[Start Task inputs]

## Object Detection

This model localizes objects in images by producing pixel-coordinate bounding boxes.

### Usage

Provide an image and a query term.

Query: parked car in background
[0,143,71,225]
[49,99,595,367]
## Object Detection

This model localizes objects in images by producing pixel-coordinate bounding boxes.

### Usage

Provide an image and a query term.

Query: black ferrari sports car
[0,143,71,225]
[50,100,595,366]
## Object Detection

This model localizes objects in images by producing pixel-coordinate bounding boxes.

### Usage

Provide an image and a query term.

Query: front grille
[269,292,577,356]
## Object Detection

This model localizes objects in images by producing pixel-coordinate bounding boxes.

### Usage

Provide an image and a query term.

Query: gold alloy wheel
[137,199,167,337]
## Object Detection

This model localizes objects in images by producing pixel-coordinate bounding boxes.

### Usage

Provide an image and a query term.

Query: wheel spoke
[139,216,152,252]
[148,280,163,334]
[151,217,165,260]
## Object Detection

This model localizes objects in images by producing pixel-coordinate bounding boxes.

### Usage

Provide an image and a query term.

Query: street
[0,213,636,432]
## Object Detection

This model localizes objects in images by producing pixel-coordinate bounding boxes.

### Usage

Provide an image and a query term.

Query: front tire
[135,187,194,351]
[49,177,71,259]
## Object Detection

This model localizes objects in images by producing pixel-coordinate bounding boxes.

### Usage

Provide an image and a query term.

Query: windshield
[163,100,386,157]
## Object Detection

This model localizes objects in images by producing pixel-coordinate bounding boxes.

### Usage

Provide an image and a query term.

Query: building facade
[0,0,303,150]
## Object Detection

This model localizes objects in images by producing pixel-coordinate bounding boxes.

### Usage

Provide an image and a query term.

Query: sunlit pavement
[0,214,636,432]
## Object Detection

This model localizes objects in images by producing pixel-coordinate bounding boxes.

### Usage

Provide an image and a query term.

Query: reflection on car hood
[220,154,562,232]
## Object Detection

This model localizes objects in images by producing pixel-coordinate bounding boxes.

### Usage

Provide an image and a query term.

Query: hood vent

[End Task inputs]

--- Your task ---
Reproduce every one of the entries above word for word, keeping each line and the order unchanged.

--- Answer to this exercise ---
## Object Detection

This model localizes objects in images by producing pixel-coordinate bounding boxes.

### Usage

Provide an image and a query term.

Query: parked car in background
[0,143,71,225]
[49,99,595,367]
## Object Detection

This model localizes objects in images by producing pixel-coordinate bounding boxes.

### Usage

Provide an image and a query term.

Query: black ferrari sports car
[0,143,71,225]
[50,100,595,366]
## Object Detection

This model localizes objects in images by producing pixel-coordinate bounding boxes.

### Usage

Provide an image and a query term.

Query: front grille
[269,292,577,356]
## Object Detection

This model localizes objects in images by producing pixel-coordinate bounding boxes.

### Usage

Provide an image and a query term.

Query: gold alloy wheel
[137,199,167,337]
## Object Detection

This model localizes objects in images by producing pixel-coordinate bounding boxes.

### Usage

Provide an image and a query term.

Query: wheel spoke
[139,216,152,252]
[148,280,163,334]
[151,217,165,260]
## Object Detection

This model localizes objects in images by producing pixel-coordinate bounding boxes.

### Usage

Provide an image and a query term.

Query: street
[0,213,636,432]
## Object Detection

This model localizes objects in images by producing pixel-coordinate bounding boxes.

### Usage

Provide an image and a query term.

Query: front tire
[135,187,194,351]
[49,177,71,259]
## Object Detection

This model localizes objects in images by producing pixel-coordinate bounding boxes.

### Usage

Provide an image and a query term.

Query: windshield
[163,100,386,157]
## Object Detection

This model localizes objects in images by producing pixel-coordinate bounding boxes.

### Usage

Provide an image and a query term.

Query: building facade
[0,0,303,150]
## Object Detection

This model localizes objects in images by producing pixel-coordinate bounding boxes.

### Usage

Provide an image and a query term.

Query: sunlit pavement
[0,214,636,432]
## Object Detection

This model localizes objects in images by producing pixel-coordinate bounding boxes.

### Usage

Provide an image and a query term.

Query: reflection on car hood
[220,154,562,232]
## Object Detection

This model localizes objects in images by producing pixel-coordinate bounding boxes.

### Usage

Provide an image and a query term.

Query: hood vent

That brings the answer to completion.